• _WORK ORDER_
Print the line that has "of the chair" in it, then every remaining line of the data, exactly and without anything extra.

Dataset entries
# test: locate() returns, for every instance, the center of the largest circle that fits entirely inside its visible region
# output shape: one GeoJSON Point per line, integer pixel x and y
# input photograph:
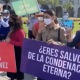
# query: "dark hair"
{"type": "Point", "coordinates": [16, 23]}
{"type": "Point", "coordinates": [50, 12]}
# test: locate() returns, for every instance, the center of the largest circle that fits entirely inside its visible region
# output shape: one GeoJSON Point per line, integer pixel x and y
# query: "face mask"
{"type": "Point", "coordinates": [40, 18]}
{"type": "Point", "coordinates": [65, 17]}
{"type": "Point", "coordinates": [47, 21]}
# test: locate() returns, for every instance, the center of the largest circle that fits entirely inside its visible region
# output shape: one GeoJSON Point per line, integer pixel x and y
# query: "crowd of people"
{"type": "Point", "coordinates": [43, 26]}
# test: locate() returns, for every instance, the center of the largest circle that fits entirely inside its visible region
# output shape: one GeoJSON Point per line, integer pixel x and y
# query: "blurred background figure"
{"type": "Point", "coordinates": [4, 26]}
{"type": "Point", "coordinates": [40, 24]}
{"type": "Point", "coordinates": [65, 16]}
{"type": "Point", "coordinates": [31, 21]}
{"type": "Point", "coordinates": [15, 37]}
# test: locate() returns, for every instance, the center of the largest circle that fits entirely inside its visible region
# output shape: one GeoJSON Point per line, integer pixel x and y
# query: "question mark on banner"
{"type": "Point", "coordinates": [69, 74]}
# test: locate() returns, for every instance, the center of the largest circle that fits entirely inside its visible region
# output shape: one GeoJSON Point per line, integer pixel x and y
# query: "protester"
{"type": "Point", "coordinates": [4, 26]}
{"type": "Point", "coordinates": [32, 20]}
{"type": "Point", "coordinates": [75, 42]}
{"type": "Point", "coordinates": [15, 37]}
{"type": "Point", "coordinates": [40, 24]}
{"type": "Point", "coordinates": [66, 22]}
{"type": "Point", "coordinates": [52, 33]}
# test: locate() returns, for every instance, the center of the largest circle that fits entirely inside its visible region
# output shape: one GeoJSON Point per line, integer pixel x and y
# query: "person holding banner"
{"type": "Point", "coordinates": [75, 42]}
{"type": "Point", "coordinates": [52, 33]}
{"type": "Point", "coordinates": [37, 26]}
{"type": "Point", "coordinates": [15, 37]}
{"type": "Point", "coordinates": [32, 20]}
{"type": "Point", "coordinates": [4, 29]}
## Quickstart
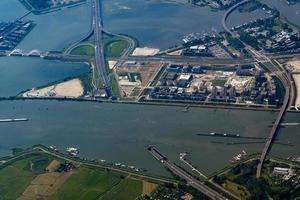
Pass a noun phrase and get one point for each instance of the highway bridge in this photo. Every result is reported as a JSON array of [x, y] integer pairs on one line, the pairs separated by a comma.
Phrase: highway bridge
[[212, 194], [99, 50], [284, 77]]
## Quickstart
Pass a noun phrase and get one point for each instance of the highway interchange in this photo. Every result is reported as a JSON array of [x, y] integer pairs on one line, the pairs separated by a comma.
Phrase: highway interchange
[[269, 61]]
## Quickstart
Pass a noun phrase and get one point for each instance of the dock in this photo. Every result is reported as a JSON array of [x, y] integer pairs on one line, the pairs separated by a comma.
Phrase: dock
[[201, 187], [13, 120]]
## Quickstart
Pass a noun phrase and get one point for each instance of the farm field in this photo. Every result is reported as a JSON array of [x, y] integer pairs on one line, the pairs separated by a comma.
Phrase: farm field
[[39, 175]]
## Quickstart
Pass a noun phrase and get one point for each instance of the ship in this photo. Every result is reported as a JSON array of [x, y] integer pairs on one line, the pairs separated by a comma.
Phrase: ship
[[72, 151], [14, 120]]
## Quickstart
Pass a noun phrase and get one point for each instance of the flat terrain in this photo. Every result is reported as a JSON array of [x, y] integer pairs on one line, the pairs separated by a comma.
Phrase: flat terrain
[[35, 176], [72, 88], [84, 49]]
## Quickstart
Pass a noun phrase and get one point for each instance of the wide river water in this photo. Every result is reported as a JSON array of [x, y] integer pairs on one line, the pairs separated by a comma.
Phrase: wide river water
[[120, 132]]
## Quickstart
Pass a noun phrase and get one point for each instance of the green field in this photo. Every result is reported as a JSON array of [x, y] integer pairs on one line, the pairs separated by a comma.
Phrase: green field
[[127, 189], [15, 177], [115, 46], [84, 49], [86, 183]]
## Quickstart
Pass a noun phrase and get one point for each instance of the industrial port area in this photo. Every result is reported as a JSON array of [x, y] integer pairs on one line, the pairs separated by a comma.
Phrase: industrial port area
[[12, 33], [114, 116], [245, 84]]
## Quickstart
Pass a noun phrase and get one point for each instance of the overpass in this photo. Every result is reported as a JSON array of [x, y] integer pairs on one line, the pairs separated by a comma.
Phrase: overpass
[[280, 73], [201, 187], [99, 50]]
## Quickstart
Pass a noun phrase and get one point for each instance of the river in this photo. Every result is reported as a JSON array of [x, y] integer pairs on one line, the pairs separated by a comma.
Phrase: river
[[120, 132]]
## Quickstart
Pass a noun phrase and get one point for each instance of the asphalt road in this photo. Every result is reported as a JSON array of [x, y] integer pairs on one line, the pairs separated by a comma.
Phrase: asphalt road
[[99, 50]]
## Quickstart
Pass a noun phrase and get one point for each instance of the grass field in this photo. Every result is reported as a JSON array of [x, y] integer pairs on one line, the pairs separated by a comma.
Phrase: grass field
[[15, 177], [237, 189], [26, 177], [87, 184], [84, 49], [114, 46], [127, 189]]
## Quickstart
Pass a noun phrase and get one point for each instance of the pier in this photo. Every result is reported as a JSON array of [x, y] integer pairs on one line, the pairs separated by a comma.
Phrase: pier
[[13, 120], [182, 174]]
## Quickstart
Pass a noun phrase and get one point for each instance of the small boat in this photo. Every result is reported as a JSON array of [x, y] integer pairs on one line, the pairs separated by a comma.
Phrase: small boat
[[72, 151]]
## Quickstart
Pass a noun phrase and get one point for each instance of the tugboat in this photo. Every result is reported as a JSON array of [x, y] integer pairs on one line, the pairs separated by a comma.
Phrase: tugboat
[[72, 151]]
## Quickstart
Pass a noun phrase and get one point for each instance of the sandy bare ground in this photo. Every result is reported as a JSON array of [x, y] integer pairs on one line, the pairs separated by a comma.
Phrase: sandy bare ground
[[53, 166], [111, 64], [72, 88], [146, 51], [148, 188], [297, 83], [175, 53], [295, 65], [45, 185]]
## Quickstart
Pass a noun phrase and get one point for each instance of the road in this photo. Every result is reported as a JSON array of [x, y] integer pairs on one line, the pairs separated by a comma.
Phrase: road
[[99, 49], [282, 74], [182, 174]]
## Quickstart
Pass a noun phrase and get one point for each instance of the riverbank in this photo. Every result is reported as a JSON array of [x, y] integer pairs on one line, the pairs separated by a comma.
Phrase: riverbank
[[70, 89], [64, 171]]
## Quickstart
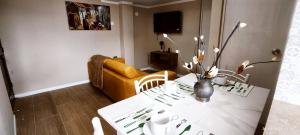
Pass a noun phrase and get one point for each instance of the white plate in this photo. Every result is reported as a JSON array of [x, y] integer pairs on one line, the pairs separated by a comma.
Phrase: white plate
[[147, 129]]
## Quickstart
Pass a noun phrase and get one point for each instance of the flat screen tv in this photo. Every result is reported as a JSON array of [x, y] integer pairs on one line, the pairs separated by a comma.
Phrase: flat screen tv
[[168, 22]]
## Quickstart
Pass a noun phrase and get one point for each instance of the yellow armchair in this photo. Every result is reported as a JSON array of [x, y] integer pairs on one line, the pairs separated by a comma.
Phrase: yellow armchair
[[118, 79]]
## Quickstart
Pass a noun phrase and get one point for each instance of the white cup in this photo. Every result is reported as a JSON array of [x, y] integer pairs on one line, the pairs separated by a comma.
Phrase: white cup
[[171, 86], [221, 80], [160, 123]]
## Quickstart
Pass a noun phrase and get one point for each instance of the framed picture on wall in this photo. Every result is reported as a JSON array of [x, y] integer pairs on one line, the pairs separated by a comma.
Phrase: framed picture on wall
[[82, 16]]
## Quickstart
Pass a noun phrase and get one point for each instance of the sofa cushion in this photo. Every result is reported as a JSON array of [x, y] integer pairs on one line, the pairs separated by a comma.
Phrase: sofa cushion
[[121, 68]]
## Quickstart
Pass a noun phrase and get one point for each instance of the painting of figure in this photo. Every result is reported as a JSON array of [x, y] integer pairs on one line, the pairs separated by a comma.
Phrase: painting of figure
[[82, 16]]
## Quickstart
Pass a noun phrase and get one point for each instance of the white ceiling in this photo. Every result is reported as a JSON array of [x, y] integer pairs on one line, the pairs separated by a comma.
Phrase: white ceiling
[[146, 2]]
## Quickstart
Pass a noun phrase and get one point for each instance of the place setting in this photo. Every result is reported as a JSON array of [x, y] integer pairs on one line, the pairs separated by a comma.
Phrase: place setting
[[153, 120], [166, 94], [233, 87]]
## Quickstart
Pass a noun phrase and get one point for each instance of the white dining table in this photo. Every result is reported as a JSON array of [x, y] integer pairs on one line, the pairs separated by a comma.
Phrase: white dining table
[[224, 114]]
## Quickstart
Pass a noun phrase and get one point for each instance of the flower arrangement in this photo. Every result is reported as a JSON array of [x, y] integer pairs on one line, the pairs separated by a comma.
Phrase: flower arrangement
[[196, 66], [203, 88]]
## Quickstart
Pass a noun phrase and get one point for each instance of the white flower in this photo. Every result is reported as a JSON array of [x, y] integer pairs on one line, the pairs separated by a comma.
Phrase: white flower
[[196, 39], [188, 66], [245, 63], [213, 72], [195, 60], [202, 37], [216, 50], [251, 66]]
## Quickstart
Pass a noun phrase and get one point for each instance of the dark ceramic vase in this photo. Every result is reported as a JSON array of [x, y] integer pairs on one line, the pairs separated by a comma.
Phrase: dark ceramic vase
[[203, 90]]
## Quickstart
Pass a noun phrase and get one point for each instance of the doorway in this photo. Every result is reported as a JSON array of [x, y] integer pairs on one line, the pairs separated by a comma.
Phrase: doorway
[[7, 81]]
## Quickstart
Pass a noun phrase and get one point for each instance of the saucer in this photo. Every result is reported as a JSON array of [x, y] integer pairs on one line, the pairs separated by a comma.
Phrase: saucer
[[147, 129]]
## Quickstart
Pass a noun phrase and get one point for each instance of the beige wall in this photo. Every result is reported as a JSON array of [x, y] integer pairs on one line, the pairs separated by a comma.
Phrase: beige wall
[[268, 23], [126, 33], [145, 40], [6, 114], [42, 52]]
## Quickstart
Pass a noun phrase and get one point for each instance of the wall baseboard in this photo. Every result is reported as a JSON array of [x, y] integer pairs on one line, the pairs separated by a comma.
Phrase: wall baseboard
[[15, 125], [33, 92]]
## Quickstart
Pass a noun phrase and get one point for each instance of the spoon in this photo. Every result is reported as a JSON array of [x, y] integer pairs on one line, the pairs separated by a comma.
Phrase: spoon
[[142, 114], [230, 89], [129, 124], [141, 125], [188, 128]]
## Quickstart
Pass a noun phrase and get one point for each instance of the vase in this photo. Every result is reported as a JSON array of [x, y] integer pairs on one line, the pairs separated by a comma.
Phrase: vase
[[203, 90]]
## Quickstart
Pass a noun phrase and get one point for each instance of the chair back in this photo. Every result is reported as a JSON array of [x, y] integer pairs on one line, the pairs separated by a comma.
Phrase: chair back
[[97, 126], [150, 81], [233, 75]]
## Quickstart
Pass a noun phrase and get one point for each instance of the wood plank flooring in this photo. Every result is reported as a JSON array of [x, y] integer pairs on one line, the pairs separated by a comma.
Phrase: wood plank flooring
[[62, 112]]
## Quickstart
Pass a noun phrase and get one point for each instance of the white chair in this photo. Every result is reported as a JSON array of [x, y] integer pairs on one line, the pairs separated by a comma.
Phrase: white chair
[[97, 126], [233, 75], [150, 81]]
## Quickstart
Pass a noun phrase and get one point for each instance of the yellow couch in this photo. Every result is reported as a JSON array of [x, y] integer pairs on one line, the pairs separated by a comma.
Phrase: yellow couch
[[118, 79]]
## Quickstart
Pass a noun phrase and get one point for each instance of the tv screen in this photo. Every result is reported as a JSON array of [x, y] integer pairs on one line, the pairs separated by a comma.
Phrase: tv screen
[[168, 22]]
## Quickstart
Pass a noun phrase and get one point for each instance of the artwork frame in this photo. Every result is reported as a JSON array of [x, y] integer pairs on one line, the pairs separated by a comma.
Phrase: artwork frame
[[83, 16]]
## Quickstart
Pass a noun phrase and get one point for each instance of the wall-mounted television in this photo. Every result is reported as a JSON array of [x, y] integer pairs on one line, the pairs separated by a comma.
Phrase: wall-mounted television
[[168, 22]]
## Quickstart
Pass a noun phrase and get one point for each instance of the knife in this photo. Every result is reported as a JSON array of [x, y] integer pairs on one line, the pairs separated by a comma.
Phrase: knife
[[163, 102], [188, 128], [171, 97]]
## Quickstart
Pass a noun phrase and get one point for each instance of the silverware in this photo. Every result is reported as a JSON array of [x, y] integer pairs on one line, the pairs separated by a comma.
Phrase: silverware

• _YOUR RESPONSE_
Pass a noun phrase and get one point for each instance of the chair back in this photo. Every result is reported as a JSON array of [x, y] integer pairs on one line, the pairs separated by a comma.
Phrase: chair back
[[97, 126], [150, 81], [233, 75]]
## Quickstart
Pass a noun phrase and get one point for each instance of the wood plank flooring in this photo. Every result is reported as a JSON array of [x, y] integer pairs on one line, the pairs separated by a comma.
Phrase: wood plank flooring
[[62, 112]]
## Quickstart
Pass a noun phrase and get one point for each instance of the white chair in this photo. Every result is reported as a JSON array of [x, y] integer pairs on one line, the pairs separated by a comma.
Phrase: white chair
[[97, 126], [233, 75], [150, 81]]
## Quickstart
Pass a noun phrase and get one point for each instance of the yellow couch in this photo. Every result is reported as a JSON array of [x, y] integer pairs on one line, the pairs separated by a comma.
Phrase: yellow couch
[[118, 79]]
## Quickstart
Pass a noun phrase and get one point for each instance of the tv screen in this photo. Every result is reported as a JSON array of [x, y] integer pairs on one line, the pairs separated by a comma.
Phrase: tv screen
[[168, 22]]
## Quickstart
Pass a noun phrase and get one point for each instance of the artwork frame in this photo. Every result is reported as a JSON array of [x, y] integer pairs on one line, the pairs separated by a comma.
Phrase: artwork frame
[[83, 16]]
## Quickstart
Pass a noun phrase and get one point for each instance of the wall-mounted television in this photo. Every result is reported as a JSON array of [x, y] integer pairs on one line, the pairs separated by a comma.
Phrase: wall-mounted television
[[168, 22]]
## Quickstart
Pass a noun phrase and get one point for each instance of the knife in this photo. Every result is reported as a JSON array of [x, y] integer pairs on one line, the pairs separated by a comma.
Phrase: knife
[[163, 102], [188, 128], [171, 97]]
## Quickstart
Pass a noun phrase and get one point for each instance of the silverware in this photo. Every result is reported as a JSON array of [x, y] integer pairs on one line, the pairs separated by a comma.
Phrase: silverware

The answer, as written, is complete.